BEGIN
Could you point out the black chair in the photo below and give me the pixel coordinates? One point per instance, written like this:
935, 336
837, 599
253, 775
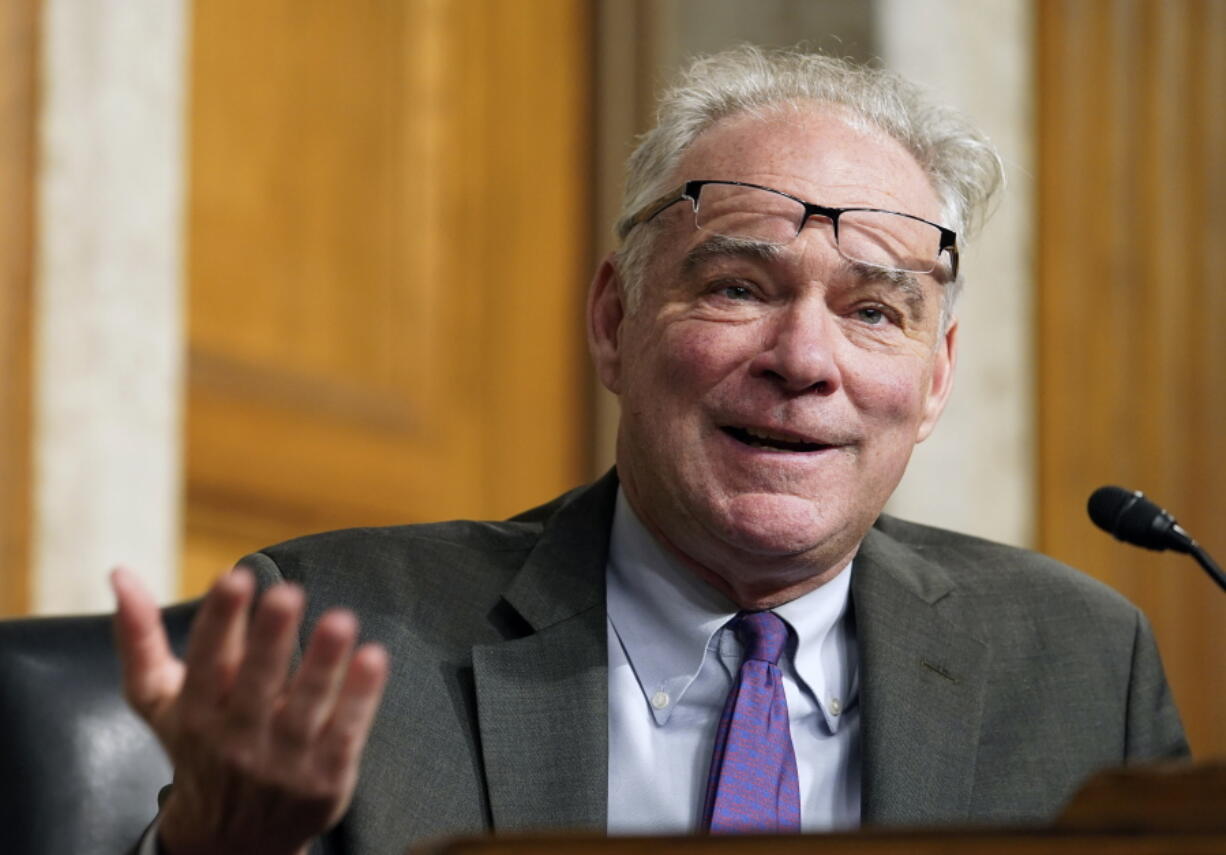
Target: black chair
81, 770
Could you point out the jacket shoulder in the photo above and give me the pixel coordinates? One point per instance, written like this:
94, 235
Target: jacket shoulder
1002, 578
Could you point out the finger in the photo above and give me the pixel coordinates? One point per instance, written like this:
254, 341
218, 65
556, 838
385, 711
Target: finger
341, 743
261, 676
314, 688
215, 647
152, 675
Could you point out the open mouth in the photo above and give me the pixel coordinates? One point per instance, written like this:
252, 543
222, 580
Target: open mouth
770, 442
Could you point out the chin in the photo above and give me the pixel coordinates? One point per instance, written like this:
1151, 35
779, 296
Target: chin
772, 525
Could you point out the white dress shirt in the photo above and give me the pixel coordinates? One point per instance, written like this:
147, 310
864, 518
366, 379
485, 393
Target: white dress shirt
671, 667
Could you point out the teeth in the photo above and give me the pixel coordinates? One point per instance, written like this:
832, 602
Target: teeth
769, 437
771, 442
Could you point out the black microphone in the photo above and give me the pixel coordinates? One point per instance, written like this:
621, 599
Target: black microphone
1132, 518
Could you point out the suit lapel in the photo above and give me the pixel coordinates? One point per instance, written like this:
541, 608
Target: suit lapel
922, 690
542, 701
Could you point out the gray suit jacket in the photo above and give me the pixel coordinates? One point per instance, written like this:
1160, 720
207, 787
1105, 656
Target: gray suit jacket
993, 680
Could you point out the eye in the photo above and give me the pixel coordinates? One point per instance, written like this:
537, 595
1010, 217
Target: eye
736, 291
873, 315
END
▸ BRIEF
Give every line above again exactly, with no pictures.

▸ WRITTEN SOLUTION
Could you point out the black chair in the photo below and give me the pixel coordinates? One point per instance, written like this:
935, 336
837, 599
253, 775
Target: black chair
81, 770
Could you point out the jacket shoulder in the photo above and give me the pixel coordinates? One point per instance, written like this:
94, 235
Target: jacket shoulder
1002, 578
Could you point out the finger in the photo above and give me the pixel coordinates? One point per instance, written like this:
254, 341
218, 65
556, 838
385, 711
Target: finger
341, 743
261, 676
314, 688
215, 647
152, 675
Could you point out the open mouth in the photo above and give me the pixel coordinates? One point per instance, written like this:
252, 543
222, 580
Target: open mouth
770, 442
Could you point out the chin in the photo above and give me the pixel coordinates? One point per instance, written like this:
1151, 35
779, 296
Target: chin
772, 525
Could you point out the white dress shirt in the photo above and give me the pixel coordinates? One point per instance, written like this:
147, 310
864, 518
366, 379
485, 393
Target: white dress shirt
671, 667
Could you point out the teeth in the photo above and give me the pixel coordinates? One point per instance, written like this:
832, 602
Target: teeth
769, 437
771, 442
Could you point out the black microphone in the photo above and give me the pixel coordinates? One point per instance, written like this:
621, 599
Target: black microphone
1132, 518
Could you point out the suit lapel in the photo above and give me the pixel coordinates? One point per instance, written like this:
541, 608
Target: suit lapel
922, 690
542, 701
Could you point out the gray suit jacket in the photo above and give me the pixel coordinates? One point per instance, written like this:
1160, 720
207, 787
1105, 656
Target: gray suit jacket
993, 680
Could you point out the eye in the photo above and give me the pixel coordinates? One point per instance, written like this:
537, 595
1010, 217
Target: eye
736, 291
873, 315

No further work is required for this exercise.